═══ Records provided ═══
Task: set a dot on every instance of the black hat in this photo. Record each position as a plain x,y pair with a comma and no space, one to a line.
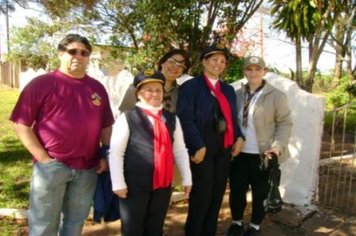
214,49
147,76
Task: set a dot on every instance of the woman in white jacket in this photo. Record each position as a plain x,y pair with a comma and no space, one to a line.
264,118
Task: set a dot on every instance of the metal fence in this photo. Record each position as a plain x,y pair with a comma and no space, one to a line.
337,172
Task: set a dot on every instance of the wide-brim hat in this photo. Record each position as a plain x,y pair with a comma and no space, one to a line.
216,48
148,76
253,60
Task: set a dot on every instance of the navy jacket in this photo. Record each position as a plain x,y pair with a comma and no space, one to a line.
194,106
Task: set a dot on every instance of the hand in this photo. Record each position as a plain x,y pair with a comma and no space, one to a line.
121,193
237,147
46,160
187,190
269,153
199,155
103,166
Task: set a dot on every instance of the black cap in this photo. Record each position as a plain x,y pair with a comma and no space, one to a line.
147,76
214,49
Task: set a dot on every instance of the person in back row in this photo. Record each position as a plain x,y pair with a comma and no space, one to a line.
145,143
264,116
207,109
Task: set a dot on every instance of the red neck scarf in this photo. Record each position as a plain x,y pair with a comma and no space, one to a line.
225,110
163,152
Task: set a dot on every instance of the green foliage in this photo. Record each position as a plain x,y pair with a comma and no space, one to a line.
15,161
153,27
235,70
338,96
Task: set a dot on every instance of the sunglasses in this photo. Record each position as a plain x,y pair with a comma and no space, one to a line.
76,52
176,63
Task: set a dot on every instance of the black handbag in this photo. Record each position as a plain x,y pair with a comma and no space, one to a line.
273,203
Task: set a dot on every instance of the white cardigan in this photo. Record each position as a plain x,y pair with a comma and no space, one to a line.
118,144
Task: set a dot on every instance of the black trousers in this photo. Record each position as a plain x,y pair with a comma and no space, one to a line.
209,184
245,172
143,212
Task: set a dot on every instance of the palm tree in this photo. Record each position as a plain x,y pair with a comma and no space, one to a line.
5,7
297,19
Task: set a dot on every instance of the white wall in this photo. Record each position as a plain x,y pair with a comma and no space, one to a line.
300,171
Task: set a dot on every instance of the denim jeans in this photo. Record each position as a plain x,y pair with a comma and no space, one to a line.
56,189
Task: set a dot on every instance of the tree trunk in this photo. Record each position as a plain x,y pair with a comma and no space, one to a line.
299,70
340,30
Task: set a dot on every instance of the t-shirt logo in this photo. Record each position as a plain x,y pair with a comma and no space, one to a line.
96,99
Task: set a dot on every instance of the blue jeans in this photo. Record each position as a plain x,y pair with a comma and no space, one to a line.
56,189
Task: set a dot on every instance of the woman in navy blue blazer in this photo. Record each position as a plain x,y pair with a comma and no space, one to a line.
207,109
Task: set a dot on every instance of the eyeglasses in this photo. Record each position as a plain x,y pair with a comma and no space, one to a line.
176,63
76,52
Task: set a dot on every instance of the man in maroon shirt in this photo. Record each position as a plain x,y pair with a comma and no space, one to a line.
62,117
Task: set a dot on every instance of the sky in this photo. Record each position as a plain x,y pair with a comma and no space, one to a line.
278,52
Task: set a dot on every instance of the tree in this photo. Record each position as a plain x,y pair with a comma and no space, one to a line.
342,38
36,43
297,19
151,27
310,20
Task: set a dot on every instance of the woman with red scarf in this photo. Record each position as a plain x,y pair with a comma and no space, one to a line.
207,110
145,144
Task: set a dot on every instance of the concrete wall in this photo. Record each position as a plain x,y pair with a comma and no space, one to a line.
300,172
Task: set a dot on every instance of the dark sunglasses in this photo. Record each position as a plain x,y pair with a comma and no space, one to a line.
75,52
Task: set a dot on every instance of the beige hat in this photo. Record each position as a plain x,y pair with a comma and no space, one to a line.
258,61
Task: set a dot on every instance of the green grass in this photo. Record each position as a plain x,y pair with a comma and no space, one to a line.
15,161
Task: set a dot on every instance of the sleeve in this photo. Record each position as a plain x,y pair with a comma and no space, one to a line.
108,115
186,111
30,101
119,140
181,157
283,123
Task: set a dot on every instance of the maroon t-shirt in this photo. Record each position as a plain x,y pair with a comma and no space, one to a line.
67,116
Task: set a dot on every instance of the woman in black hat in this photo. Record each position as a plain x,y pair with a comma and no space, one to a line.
207,110
172,65
145,144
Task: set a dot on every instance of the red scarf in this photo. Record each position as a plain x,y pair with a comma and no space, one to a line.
163,152
225,110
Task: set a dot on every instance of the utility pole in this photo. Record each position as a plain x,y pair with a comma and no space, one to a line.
7,28
261,32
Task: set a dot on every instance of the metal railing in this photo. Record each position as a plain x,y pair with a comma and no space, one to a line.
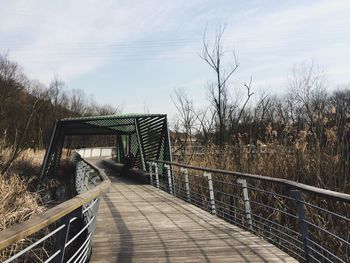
═══
**What the task requires:** Copy all of the records above word for word, leaving out the pictures.

**Worked answer:**
Task: set a dot on every instance of the black hat in this photo. Record each position as a plain x,y pair with a comma and no space, one to a line.
214,49
147,76
Task: set a dot on every instance of the woman in white jacket in this photo. Record each position as a plain x,y pair with a comma and no space, one to a line.
264,118
Task: set a dot on every instance of the metal fence in this photo. Record each position as a plain x,y pair with a comma and no space, one to a line.
337,172
Task: set a dot on every instance of the wide-brim hat in this photo. Record each position as a plain x,y pair with a comma and no space, one to a line.
216,48
148,76
253,60
Task: set a dot on every instance of the navy jacket in this photo. Record each position as a plain x,y pair with a comma and no space, one to a line.
194,106
Task: set a dot on every instance of the hand in this photo. Record each position as a plain x,y pair with a comma and no space, one to a line.
121,193
237,147
46,160
187,190
269,153
199,155
103,166
Task: set a dot on every instance of the black cap in this photo. Record each position as a plain x,y pair with a comma and no space, one to a line.
147,76
214,49
Task: set a dot on every instance of the person in back row in this photo. Record each position as a plain x,y pair with a comma and no space, one to a line.
145,143
264,116
207,109
Task: set a dot on every instance of the red neck scarf in this photo. Record each position as a plain x,y pair with a comma and no space, one to a line.
225,110
163,152
Task: set a dot on every instance of the green foliage in this photo. Record each position as a plain x,y pair with a comma and no space, one to a line.
15,161
153,27
235,70
338,96
Task: set a dot on every instance of the sunglasses in this photo. Record each position as a plain x,y pair with a comma and no space, one to a line.
76,52
176,63
Task: set a dot on every instance of the black handbag in this photo. Record each position as a plain x,y pair with a comma and no space, one to a line.
273,203
Task: set a dot on every instance of the white cardigan in this photo. Record each position as a plain x,y pair with a comma and no space, one to a line.
118,144
Task: set a dot on every instance of the black trousers in this photo. Record each position as a plain x,y pair with a comma and no space, one to a line.
209,184
245,172
143,212
Task: set a dot on every instance of the palm tree in this photo. Record each position as a plain x,y pair with a comma and no space, one to a line.
5,7
297,19
Task: set a dot on every instance of the white wall in this photo. Record each position as a plain x,y pair with a comma and no space, one to a line.
300,171
Task: set a dot on every instance of the denim jeans in this photo. Record each position as a plain x,y pair with a comma and no space, one to a line.
56,189
Task: set a dot on every instance of the tree trunk in this photo. Record each position as a plain x,y pair with a comma and no space, one to a line.
299,70
340,30
Task: set a dot on every instance of the t-shirt logo in this photo. Record each position as a plain x,y pair with a comma and no space, one to a line.
96,99
Task: set a dot on every instance of the blue jeans in this photo. Record each position as a plain x,y pair with a comma and no space, one to a line.
56,189
Task: set a dot on every instance of the woman in navy blue blazer in this photo. Record each position as a plain x,y pair with a comma and no space, one to a line.
207,109
Task: set a dot on every instance of the eyeglasses in this photo. Record each position as a plain x,y pair with a comma and no space, one to a line.
176,63
76,52
Task: set a dot on every instance of the man in maroon shirt in this photo. Record each position as a plain x,y pair with a comma and no space, one to a line.
62,117
Task: set a dot on every instance of the sky in this photo. Record each position as a plain x,y pair with a comma and no space, one to a line.
278,52
Task: set a dot on every instance of the tree in this photo. Record each position as a plain x,y pair with a comma and no space, one to a line.
342,38
36,43
297,19
151,27
310,20
Task: set a dot on every instance of the woman with red scarf in this photo. Record each position as a plain x,y pair with a comma and no space, one to a line.
207,110
145,144
Task: set a dot on every instance of the concrete wall in this photo. Record each position as a plain x,y pair with a comma and no space, one to a line.
300,172
Task: set a dot on every instance of the dark sunglasses in this photo. Record each position as a plain x,y pair with a comma and no space, one to a line.
75,52
Task: set a dot on every instance of the beige hat in this photo. Record each position as a plain x,y pair with a comma and no space, one to a line.
258,61
Task: set a dot on every instance of the green grass in this photo. Record each position as a plain x,y pair with a comma and no space, one to a line.
15,161
Task: set a dot on every instance of the sleeve in this photo. Record each position as a plain x,y pair with a comma and no space, one to a line.
108,115
186,111
30,101
119,140
181,157
283,123
Task: set a dot on every instance of the maroon t-shirt in this photo. Record each position as a plain x,y pair with a comma and no space, one to a line.
67,116
Task: set a dot on every instance of the woman in black hat in this photo. Record each position as a plain x,y pair with a comma and no space, one to a line.
207,110
172,65
145,144
Task: set a dot on every instance of the red scarf in this photo. Record each position as a plain x,y pair with a comma and no space, one to a line.
163,152
225,110
Task: set a dot on every instance of the utility pole in this photo. Record each position as a plain x,y pair with a comma and no space, one to a line.
7,28
261,32
Task: set a dot on every instance of the metal railing in this photo. Record each position as a plain x,y pair with a comma and no space, one to a line.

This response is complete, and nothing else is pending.